>>

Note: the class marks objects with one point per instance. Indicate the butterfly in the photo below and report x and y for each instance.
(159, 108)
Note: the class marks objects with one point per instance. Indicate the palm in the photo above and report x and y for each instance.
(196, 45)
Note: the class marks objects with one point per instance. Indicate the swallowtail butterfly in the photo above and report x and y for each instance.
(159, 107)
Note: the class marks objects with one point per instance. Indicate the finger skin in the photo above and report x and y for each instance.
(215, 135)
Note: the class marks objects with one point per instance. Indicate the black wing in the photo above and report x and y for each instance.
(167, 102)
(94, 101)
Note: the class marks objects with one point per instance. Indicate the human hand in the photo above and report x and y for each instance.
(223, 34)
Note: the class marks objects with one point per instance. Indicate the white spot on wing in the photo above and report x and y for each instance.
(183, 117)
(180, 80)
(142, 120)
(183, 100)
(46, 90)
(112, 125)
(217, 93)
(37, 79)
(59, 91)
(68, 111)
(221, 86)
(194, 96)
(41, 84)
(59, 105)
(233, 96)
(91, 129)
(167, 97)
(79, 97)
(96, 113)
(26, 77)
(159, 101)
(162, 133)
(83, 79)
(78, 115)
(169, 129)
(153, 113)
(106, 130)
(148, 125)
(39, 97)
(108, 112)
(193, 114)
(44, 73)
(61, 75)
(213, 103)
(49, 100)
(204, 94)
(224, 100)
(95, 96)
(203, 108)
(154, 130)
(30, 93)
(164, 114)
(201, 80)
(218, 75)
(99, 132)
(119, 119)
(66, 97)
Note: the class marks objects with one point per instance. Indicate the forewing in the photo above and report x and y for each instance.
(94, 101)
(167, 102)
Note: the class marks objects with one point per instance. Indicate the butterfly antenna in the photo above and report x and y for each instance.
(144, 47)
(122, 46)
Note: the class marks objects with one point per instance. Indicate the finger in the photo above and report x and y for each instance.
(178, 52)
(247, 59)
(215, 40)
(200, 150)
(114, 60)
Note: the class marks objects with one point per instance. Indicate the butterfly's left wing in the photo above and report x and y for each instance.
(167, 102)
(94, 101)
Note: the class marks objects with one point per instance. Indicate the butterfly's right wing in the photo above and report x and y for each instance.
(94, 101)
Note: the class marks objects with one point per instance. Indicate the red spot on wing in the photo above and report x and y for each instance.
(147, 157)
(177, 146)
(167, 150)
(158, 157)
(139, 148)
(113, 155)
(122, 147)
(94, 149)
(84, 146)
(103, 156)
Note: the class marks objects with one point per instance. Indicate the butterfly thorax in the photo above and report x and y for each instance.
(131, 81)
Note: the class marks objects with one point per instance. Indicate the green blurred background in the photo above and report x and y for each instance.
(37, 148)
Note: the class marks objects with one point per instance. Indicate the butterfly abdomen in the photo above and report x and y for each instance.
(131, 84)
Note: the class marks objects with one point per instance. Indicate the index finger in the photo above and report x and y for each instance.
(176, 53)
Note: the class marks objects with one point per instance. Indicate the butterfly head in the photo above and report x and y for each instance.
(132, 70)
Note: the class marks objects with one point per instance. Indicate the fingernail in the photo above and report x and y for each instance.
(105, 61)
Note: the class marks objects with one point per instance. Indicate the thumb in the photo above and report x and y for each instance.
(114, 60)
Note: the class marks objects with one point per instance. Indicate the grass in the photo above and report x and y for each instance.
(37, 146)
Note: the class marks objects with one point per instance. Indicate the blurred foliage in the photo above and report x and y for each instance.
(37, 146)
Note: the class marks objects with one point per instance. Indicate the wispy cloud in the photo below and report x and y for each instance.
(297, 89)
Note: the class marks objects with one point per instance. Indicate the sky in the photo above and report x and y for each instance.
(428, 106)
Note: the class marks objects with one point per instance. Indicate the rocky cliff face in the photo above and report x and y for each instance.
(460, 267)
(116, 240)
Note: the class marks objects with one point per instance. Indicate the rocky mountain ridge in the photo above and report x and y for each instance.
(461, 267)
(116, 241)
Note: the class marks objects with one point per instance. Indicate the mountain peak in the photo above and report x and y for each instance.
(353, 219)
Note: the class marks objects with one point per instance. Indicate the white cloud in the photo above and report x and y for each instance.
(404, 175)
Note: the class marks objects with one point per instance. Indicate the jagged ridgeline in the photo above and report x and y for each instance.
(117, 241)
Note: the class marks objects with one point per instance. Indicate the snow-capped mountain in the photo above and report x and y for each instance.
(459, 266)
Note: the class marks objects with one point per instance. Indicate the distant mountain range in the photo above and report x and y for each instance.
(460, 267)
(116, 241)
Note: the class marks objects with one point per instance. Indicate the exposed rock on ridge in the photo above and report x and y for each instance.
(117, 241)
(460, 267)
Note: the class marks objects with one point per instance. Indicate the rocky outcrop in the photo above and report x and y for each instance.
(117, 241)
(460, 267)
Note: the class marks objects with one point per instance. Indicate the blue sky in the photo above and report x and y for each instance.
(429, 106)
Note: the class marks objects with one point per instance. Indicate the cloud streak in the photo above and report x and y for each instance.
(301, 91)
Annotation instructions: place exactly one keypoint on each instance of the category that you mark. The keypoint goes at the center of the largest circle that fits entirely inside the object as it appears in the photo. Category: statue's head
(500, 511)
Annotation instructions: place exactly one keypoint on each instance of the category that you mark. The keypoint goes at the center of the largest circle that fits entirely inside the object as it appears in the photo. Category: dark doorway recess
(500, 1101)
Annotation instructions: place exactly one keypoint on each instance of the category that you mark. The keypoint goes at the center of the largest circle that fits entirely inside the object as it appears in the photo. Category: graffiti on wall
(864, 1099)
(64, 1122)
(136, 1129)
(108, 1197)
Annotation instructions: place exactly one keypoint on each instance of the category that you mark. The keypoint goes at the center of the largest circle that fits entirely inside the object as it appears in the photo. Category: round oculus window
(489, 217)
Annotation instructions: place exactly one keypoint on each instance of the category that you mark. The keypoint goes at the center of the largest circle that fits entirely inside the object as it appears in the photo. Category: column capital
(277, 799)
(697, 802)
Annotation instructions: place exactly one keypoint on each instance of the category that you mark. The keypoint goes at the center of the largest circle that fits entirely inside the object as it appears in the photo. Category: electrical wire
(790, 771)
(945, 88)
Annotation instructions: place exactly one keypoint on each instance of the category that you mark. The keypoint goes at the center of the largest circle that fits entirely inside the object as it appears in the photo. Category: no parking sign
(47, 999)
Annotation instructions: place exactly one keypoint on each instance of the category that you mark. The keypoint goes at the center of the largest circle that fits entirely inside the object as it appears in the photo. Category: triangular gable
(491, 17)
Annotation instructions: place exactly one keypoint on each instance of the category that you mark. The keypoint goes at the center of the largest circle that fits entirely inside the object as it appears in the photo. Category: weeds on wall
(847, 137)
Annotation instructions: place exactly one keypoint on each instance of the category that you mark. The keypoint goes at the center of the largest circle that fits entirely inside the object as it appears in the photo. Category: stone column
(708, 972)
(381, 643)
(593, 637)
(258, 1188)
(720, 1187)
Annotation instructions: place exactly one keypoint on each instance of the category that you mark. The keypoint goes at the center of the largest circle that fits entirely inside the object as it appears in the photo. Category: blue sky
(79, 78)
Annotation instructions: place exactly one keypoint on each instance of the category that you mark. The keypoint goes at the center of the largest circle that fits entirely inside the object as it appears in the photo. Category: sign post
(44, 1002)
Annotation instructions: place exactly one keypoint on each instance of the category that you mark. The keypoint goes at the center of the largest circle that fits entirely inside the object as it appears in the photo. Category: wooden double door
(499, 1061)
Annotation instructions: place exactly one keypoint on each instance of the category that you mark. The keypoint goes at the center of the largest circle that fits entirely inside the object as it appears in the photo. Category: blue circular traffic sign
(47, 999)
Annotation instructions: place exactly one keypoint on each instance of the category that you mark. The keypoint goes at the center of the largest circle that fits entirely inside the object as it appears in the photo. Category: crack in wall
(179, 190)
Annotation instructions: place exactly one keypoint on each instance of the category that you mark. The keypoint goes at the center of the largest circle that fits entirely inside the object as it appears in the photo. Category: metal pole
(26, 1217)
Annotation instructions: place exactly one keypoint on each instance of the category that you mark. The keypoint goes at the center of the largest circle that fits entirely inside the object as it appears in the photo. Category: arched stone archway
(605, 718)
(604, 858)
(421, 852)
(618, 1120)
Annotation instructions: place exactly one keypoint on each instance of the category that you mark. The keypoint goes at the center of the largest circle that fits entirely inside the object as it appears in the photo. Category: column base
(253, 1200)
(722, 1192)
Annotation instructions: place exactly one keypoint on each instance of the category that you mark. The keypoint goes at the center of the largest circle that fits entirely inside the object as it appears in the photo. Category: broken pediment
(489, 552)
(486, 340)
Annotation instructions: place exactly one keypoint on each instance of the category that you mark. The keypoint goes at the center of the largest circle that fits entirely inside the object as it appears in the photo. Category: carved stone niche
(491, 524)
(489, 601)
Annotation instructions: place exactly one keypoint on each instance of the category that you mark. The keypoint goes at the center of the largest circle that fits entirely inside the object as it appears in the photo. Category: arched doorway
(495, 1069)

<<

### [To do]
Starting at the line that contains "Category: column base", restate word for word every line through the last one in the records above. Return nothing else.

### [Output of the exercise]
Annotation instructions: place exactly one keypoint on each instance of the category that you mark. The keypoint goes at the center of the largest circle that fits entirely inside the object as it appears in the photo. Category: column base
(253, 1200)
(722, 1192)
Annotation instructions: place exactly one keypoint on each instance of the category that you mark. The keypoint goes at the center of the largest circle that fits entirely inside the object as it appears in the photo. Category: broken pediment
(489, 552)
(486, 340)
Annotation instructions: place exactly one keypoint on each instance of the category that you mark. The keypoint goes at the center of the largest circle that fits entirely inside the object as it appears in the photo. Category: carved stone niche
(491, 524)
(489, 601)
Annotation instructions: place exactly one keypoint on each instance of the category that you mark. The keypoint goes at the center of the largest circle that fits entirely inside the object as it appears in the photo. Category: arched doorway
(495, 1069)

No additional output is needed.